The colorless solution was diluted with MEK (4 mL). The homogeneous solution was cooled, transferred to a 100 mL vessel and treated slowly with methanol (65 mL) to precipitate the product. The liquid phase was removed with a fritted dip tube, and product was re-precipitated using MEK/methanol. Product was re-dissolved in THF and precipitated by adding methanol (65 mL). After filtration and drying, a white solid (1.7 g) was obtained.
SEC (vs. PS standards): Mw=7293, Mn=6469, Mz=8154, MP=7493 PD=1.127. The SEC trace (FIG. 4) shows a small amount of coupling product (log MW ca. 4.20). Mz and PD are also higher than when the initiator (Luperox® 26) was added over a 10 hr period.
UV (THF, 1.00 g/L, 1 cm): A₃₁₂=0.00. Conversion of trithiocarbonate>99.9%.

Example 3

22000 Mw Polystyrene-ttc Via RAFT Polymerization

A 4-necked, 500 mL round bottom flask equipped with an addition funnel, thermocouple, reflux condenser and N₂adapter was charged with trithiocarbonate RAFT agent NCCH₂SC(S)SC₁₂H₂₅(1.43 g, 4.5 mmol), methyl propyl ketone (MPK, 16 mL), and inhibitor-free styrene (100.0 g, 0.96 mol). The addition funnel was charged with a solution of Vazo® 88 (0.367 g, 1.5 mmol) in MPK (16 mL). The reaction vessel was purged with N₂for 20 min, and then the contents were heated to 110° C. over ca. 20 min. Half of the initiator solution was added to begin the reaction; the remaining initiator solution was added in equal parts after 4 hr and 6 hr. Heating was continued at 110° C. for 18 hr.
Styrene conversion was determined to be 94% (NMR). The mixture was diluted with THF (175 mL) and added to stirred methanol (1.6 L) to precipitate the product. Filtration and drying gave 94.9 g of a yellow solid.
SEC (vs. polystyrene standards): Mw=21940, Mn=18040, MP=23210, Mz=24940, PD=1.22.
UV (1.00 g/L, THF, 1 cm): A₃₁₂=0.729.

Radical Reduction of 22000 Mw Polystyrene-ttc in DMAC, Adding Luperox® 26 Over 10 Hours

A sample of 22000 Mw polystyrene-ttc prepared as described above (11.25 g; estimated as 0.533 mmol trithiocarbonate) was dissolved in DMAC (9.2 g) at ca. 75° C. in a 3-necked round bottom flask fitted with a stir bar, internal thermocouple, reflux condenser, syringe pump feed system, and N₂inlet. The resulting 55 wt % solids solution was cooled to ca. 40-50° C. and triethylammonium hypophosphite (0.713 g, 4.27 mmol) was added and mixed well. The syringe pump was charged with a solution of Luperox® 26 (0.022 g, 0.102 mmol) in DMAC (0.94 g). The solution was purged with N₂for 20 min, heated in an oil bath maintained at 105° C., and treated with the solution of Luperox® 26 over a 10 hr period (0.1 mL/hr). The solution was heated for an additional 0.75 hr at 105° C. The solution had become colorless.

[Excerpts from point annotation data]
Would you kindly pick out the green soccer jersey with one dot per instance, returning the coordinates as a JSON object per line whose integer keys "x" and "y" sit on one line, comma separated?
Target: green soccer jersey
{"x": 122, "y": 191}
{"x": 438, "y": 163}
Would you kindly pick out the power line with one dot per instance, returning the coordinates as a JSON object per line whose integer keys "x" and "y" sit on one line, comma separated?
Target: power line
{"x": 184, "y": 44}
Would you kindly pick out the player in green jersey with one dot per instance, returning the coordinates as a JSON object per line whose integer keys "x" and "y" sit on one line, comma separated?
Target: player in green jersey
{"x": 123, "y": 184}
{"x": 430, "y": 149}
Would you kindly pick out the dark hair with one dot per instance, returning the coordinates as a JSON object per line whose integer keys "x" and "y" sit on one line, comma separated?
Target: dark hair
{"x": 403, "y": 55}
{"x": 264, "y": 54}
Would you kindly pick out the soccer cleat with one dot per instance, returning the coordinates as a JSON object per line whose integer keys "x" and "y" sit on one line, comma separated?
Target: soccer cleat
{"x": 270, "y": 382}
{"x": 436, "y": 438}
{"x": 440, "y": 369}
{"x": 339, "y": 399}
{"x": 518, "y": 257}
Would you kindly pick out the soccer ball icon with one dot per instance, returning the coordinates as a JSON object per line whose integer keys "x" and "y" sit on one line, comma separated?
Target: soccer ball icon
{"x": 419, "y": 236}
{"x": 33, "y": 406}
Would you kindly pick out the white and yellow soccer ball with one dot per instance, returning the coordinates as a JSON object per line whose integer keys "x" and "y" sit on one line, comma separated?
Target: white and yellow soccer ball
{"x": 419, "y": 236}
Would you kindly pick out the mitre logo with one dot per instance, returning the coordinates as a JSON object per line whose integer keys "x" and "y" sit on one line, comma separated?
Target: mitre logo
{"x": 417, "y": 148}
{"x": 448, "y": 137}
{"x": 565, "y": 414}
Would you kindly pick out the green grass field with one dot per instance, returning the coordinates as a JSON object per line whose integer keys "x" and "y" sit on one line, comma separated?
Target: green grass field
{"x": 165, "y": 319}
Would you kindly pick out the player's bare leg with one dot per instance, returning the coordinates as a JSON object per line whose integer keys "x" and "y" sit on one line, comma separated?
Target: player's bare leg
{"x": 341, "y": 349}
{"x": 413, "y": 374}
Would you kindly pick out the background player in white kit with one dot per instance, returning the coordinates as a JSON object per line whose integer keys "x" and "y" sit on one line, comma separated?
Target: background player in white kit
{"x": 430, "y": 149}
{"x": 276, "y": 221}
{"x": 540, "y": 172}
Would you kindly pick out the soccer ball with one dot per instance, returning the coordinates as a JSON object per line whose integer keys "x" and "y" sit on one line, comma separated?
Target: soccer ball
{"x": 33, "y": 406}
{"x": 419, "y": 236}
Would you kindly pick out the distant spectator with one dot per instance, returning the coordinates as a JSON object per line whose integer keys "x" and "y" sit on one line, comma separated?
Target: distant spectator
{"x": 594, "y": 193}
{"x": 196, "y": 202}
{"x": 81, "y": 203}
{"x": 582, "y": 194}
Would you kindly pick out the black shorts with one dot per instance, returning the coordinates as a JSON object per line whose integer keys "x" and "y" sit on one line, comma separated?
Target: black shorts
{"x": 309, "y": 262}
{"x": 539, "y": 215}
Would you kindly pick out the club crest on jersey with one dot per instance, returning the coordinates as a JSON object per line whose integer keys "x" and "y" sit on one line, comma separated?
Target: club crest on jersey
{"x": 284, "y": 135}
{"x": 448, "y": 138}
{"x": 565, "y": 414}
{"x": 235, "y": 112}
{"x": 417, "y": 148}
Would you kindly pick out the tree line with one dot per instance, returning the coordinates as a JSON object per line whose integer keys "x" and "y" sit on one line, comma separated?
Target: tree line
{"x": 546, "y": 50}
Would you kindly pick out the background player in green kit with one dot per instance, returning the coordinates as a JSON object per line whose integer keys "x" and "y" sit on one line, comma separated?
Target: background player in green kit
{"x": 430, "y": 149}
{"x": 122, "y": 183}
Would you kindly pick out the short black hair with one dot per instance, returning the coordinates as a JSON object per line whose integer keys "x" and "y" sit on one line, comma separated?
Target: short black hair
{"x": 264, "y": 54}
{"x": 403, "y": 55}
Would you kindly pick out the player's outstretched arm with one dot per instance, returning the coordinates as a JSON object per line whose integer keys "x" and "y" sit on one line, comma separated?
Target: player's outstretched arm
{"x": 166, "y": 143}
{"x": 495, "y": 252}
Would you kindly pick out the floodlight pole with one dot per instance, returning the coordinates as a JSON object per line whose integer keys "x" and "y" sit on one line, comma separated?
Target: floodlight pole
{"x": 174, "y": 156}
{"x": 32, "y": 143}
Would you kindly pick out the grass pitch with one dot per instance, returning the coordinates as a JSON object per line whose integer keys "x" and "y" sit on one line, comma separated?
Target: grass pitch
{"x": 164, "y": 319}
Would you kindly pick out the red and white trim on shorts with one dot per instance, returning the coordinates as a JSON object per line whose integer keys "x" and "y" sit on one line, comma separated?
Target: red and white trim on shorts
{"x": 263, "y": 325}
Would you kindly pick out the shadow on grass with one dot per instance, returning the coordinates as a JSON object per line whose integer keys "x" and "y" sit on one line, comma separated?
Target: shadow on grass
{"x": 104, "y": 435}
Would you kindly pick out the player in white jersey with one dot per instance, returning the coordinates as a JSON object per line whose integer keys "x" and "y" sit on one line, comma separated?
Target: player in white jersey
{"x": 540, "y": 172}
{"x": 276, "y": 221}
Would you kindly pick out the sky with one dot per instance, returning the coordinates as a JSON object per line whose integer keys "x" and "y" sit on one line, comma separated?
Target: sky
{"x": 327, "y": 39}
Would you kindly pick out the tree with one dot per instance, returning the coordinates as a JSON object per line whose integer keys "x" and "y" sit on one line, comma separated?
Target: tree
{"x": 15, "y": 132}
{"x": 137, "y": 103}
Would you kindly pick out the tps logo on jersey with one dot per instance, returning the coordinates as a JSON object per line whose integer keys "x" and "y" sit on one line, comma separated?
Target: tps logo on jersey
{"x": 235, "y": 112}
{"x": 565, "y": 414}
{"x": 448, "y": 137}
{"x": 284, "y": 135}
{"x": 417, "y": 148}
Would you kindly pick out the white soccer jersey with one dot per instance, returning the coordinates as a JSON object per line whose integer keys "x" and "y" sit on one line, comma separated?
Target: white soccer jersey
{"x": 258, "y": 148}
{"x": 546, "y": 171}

_What to do_:
**A.** In the text on polystyrene synthesis, list each piece of equipment the 4-necked, 500 mL round bottom flask was equipped with.
**B.** Collect every line of the records that contains the word "icon".

_Full solutions_:
**A.** addition funnel, thermocouple, reflux condenser, N₂ adapter

**B.**
Would you kindly pick out the soccer ball icon with one dot per instance, returning the coordinates as a JSON object per line whose integer keys "x" and "y" sit on one line, comma separated?
Target: soccer ball icon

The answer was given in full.